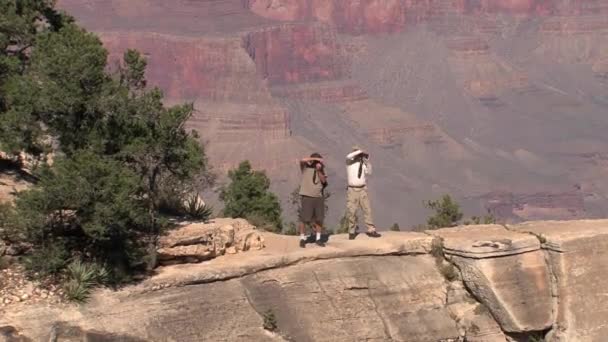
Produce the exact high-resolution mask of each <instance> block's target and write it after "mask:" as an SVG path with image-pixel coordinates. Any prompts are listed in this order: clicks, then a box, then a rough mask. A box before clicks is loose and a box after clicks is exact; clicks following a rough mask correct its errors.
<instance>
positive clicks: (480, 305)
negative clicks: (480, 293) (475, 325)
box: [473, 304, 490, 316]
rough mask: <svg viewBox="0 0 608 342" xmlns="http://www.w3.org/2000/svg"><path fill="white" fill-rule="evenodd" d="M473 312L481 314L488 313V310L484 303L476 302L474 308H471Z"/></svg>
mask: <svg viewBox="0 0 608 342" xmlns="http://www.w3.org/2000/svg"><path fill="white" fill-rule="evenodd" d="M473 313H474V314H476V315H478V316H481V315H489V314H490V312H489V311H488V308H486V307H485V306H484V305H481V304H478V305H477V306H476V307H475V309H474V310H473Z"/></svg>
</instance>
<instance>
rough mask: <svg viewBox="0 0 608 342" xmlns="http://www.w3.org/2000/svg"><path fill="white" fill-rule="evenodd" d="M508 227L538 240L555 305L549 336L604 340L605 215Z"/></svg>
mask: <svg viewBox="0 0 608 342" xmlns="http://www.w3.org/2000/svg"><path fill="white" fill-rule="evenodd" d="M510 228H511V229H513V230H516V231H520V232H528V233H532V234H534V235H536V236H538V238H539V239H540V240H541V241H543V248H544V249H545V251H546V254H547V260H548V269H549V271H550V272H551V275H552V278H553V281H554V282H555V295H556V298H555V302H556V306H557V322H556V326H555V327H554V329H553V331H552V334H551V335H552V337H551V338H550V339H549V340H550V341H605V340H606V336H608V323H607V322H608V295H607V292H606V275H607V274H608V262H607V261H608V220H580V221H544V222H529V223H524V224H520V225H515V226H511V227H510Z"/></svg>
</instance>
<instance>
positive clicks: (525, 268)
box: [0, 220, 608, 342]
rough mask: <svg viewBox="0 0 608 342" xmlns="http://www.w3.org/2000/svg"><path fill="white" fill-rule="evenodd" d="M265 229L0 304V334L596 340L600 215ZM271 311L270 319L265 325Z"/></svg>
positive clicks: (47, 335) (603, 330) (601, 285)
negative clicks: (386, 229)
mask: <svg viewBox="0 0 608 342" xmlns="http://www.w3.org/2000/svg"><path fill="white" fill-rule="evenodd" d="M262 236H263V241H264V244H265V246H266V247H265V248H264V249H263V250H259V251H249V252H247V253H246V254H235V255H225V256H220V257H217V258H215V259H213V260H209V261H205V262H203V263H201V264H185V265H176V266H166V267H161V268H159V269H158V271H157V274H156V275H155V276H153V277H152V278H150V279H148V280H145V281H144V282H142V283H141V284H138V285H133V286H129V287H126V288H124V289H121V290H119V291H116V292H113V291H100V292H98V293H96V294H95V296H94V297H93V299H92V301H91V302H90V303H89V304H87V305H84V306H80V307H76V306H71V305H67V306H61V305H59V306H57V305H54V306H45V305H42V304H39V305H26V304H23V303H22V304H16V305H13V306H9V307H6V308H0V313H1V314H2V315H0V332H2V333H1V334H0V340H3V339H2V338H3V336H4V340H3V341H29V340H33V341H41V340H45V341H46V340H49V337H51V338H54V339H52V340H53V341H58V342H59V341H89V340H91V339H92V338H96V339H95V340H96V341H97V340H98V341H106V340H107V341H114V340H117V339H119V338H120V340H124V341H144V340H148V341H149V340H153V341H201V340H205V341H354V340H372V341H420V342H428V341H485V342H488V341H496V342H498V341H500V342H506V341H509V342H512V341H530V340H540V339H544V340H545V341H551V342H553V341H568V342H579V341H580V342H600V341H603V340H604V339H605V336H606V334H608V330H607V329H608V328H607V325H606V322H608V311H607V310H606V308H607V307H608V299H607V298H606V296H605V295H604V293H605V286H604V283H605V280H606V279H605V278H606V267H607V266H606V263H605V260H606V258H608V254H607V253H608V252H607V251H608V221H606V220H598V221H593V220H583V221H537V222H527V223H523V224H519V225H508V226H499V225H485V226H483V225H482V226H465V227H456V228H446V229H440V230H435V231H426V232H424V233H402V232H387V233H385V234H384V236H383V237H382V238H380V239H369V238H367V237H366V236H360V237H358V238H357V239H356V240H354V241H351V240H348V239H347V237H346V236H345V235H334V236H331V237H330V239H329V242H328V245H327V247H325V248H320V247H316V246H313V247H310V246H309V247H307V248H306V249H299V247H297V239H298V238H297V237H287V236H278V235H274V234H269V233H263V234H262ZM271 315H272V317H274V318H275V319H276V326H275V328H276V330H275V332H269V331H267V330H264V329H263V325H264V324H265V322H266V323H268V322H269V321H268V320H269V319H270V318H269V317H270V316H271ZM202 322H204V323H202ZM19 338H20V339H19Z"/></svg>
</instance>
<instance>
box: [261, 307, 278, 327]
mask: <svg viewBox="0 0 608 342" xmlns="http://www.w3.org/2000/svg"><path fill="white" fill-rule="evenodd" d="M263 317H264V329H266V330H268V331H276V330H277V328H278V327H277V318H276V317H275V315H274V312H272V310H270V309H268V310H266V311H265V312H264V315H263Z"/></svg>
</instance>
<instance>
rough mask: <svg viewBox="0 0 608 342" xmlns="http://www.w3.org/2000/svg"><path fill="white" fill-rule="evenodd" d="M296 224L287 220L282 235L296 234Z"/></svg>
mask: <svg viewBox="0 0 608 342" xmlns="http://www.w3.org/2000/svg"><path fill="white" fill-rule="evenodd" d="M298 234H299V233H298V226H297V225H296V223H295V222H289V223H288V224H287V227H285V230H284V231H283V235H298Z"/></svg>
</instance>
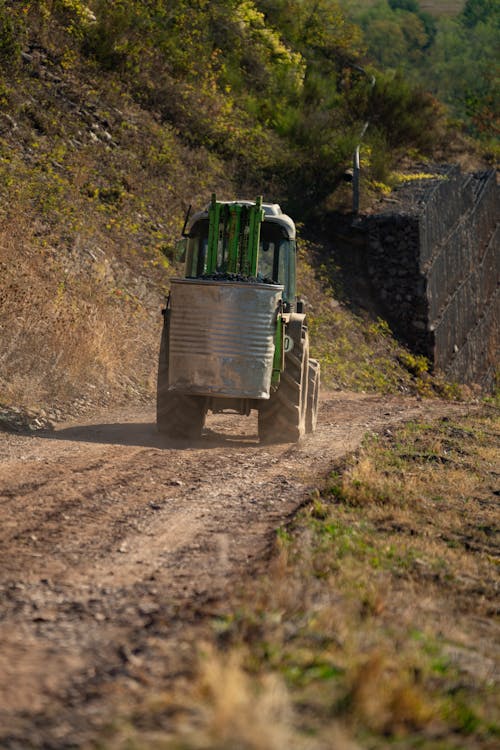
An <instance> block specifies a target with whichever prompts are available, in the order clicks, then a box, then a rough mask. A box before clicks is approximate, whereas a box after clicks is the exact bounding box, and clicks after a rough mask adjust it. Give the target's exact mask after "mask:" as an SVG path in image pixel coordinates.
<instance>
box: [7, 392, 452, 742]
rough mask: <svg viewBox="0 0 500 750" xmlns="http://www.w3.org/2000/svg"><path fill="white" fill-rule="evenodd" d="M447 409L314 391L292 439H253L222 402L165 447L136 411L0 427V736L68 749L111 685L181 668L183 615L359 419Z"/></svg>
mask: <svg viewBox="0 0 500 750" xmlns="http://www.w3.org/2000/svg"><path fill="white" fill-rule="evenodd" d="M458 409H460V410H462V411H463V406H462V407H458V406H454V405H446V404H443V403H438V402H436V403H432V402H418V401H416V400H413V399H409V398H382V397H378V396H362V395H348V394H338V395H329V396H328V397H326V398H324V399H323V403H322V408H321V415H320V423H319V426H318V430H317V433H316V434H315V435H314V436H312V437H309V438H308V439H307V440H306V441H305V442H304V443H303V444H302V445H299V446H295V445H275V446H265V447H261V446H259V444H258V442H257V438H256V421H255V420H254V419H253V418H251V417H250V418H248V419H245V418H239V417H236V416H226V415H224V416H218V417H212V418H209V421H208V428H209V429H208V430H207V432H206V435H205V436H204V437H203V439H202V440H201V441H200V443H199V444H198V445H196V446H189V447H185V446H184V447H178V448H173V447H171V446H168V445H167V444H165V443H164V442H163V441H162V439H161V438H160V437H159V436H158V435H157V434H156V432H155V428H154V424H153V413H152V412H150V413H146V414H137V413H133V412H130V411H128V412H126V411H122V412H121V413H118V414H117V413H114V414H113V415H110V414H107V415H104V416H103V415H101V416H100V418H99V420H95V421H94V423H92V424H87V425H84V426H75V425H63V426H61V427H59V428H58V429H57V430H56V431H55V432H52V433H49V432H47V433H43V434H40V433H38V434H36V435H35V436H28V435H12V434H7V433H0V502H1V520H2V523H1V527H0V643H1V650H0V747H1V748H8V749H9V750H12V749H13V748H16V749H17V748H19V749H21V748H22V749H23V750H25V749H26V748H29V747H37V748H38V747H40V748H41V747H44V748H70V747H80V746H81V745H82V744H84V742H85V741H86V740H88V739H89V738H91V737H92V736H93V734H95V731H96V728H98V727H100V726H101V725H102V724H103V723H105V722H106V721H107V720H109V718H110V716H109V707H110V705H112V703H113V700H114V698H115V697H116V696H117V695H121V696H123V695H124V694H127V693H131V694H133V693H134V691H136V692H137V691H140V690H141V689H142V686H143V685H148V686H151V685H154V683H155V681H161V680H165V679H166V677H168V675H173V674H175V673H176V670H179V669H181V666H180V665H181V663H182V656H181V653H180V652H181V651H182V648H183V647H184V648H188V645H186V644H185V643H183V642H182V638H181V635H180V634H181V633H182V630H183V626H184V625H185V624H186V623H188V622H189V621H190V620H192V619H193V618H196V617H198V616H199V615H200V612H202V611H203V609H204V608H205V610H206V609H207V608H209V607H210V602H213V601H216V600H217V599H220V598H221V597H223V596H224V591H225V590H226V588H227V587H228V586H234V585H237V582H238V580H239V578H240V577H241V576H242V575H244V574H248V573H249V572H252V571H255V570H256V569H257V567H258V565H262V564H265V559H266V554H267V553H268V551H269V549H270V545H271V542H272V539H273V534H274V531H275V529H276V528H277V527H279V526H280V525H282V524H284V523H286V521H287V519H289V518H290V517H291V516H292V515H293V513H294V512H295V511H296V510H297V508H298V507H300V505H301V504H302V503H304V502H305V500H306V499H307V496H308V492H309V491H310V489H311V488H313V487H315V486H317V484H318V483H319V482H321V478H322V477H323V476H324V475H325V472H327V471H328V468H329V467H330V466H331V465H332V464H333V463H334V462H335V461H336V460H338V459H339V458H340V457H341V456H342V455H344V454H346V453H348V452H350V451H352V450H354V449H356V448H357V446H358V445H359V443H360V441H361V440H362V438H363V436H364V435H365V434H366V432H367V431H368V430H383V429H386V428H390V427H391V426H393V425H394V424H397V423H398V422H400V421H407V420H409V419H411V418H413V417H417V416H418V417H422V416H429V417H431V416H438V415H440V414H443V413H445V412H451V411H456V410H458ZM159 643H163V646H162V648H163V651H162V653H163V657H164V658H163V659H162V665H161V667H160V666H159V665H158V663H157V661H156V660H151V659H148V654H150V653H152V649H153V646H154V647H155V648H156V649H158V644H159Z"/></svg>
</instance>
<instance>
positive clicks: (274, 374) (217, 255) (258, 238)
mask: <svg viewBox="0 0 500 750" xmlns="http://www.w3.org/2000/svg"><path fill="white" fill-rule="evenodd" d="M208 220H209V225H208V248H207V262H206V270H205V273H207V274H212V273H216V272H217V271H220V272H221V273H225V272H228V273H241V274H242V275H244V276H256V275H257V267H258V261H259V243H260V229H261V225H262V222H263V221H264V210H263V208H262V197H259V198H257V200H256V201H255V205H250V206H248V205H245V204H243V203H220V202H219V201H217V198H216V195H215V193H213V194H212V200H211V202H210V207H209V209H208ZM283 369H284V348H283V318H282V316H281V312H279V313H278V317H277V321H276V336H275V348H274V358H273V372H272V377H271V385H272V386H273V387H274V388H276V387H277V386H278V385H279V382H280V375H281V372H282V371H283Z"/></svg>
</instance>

○ ○ ○ ○ ○

→ WHAT THE TASK REQUIRES: The line above containing "An <instance> block", the line containing "box: [7, 392, 452, 742]", and every line between them are to be transcribed exactly; no other line is wanted.

→ TASK RESULT:
An <instance> block specifies a target with whichever prompts are available, in the order clicks, then a box, then a rough mask. A box before clicks is approximate, whereas a box after clicks is the exact bounding box, and clicks after a rough mask adjust it. Give the target's exact mask after "mask:" as an SVG path in image pixel coordinates.
<instance>
box: [7, 392, 452, 742]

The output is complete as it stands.